--- Source ---

Improving asset catalogs
Conceptually, I like asset catalogs. It makes sense to group images and metadata together, with a visual way to edit it all in Xcode.
However, in practice asset catalogs have made common tasks slower and more difficult, reduced our ability to automate design integration, and increased the chance of errors. This is largely due to the format used for asset catalogs and Xcode’s behaviour.
Adding and replacing images #
Images can be batch added to an asset catalog by dragging them into Xcode. That’s perfectly reasonable in some scenarios, but it does require one drag per asset catalog. For app icons, each size needs to be dragged in one by one.
That’s 19 separate actions to drag in the 14 different iOS app icon sizes (if you’re careful with file names and select all the pixel densities at once, you can reduce this a bit). In cases where icon sizes are the same and an identical image is likely being used (iPhone home @2x and iPhone spotlight @3x are both 120px), dragging the same image twice into the asset catalog results in duplicate files. There’s 42 different image sizes required for watchOS Complications. I really think asset catalogs should be smarter and provide easier ways to batch add files. Xcode knows the image dimensions required, and it knows the image dimensions of the files I’m dragging in. Use them.
Dragging in a file called icon-120.png into an app icon asset catalog twice duplicates the file, with the handy filename of icon-121.png.
We automate our asset exporting as much as possible, and image files are treated as ephemeral — our build process for images typically rebuilds the entire set. That means it’s common for us to have 100s or 1000s of images to update.
There’s no easy way to replace images in an asset catalog while maintaining slicing, tiling and other metadata. The best workflow we have is to remove all images and re-add them, then manually set the metadata again, or handle all slicing and tiling in code, negating the benefit of using an asset catalog.
The image maintenance issues noted above wouldn’t be a problem if asset catalogs were easy to work with in the Finder, but they’re not. Asset catalogs include a folder for each asset, with the respective images and a JSON file inside (the JSON contains the metadata). If you’re trying to replace 100 assets, that‘s 100 error-prone drag or copy and paste actions in the Finder.

--- Provided records ---

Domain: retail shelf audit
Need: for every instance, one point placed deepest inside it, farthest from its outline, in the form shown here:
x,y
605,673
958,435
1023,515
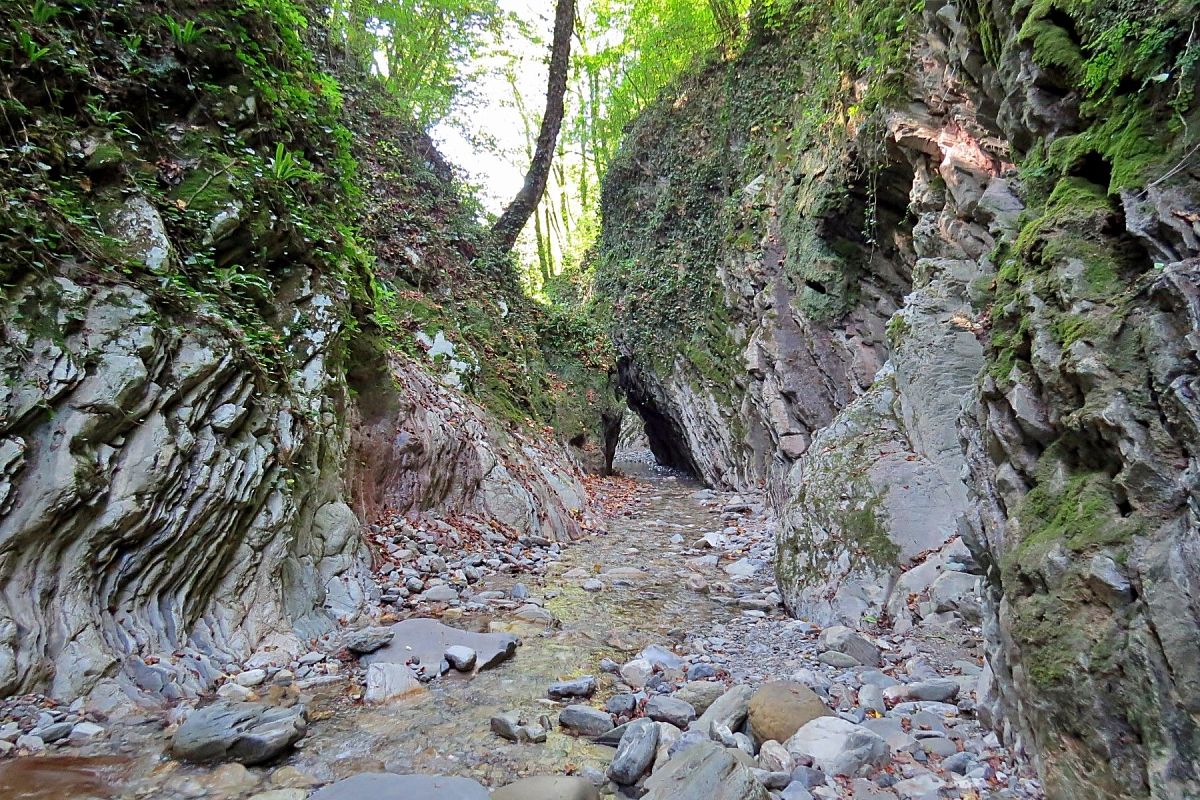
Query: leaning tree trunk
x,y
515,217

---
--- Provided records ---

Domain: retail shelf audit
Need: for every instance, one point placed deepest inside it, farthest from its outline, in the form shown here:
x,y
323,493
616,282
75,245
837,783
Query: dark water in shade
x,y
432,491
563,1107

---

To do
Pick up the piece on Xcode asset catalogs after its last sentence and write what comes next.

Final result
A few small changes to the way asset catalogs are stored in Xcode projects would allow easier batch image replacement, resolving the issues with Xcode’s behaviour. Removing all the folders and using the asset name for the JSON would do it. If you’re looking at generating or editing asset catalogs, Apple does provide good specs on the asset catalog format (thanks to Kit Grose for the link).
The compiled format requires a tool to inspect asset catalogs. Why? Images are already compressed and JSON files are small. It feels like needless obfuscation.
You can provide namespaces for assets, but by default everything has global scope. Enabling provides namespace will let you control asset scope via the group name, but I feel like there are lots of oportunities to improve how this works. Design scope is almost as important as code scope, especially on big projects.
Vector assets #
I have no desire to be polite about it any more — PDF is a garbage format for interface assets, and it should not be used by anyone. If you’re using PDFs, your project is being harmed. Apple should not promote PDF usage, and PDF support as an asset format should be deprecated immediately.
I would like to see a new vector asset format created that addresses the specific needs of user interface elements. A compact, human editable format with ways to integrate dynamic colours and animation. It could even be based on SVG path commands, to make the format easier to author. I really hope we see some improvements on this front at WWDC 2019.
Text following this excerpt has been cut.